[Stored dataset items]
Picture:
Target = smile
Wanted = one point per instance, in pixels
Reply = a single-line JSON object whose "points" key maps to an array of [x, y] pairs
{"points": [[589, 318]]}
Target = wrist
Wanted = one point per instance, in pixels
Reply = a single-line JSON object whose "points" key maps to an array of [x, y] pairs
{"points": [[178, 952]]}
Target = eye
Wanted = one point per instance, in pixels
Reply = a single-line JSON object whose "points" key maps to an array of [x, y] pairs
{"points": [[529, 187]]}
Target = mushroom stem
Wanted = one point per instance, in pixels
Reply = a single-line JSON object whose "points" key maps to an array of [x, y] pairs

### TASK BRIEF
Can you format the lines of all the entries above as one numbered list, leaving out any blank lines?

### RESPONSE
1. Picture:
2. Target = smile
3. Wanted = one point per instance, in pixels
4. Reply = a single-line JSON object whose "points" key maps to an array of [x, y] pairs
5. {"points": [[589, 318]]}
6. Target = wrist
7. Wanted = one point per instance, in pixels
8. Reply = a single-line JSON object whose "points" key maps to an array of [x, y] pairs
9. {"points": [[178, 952]]}
10. Target = eye
11. Wanted = one point per instance, in pixels
12. Reply = a single-line JSON object whose "points" key maps to an array of [x, y] pairs
13. {"points": [[529, 187]]}
14. Target = mushroom stem
15. Wanted = one point per instance, in pixels
16. Reply = a single-line JSON object whose "points" key maps to an array of [x, y] pairs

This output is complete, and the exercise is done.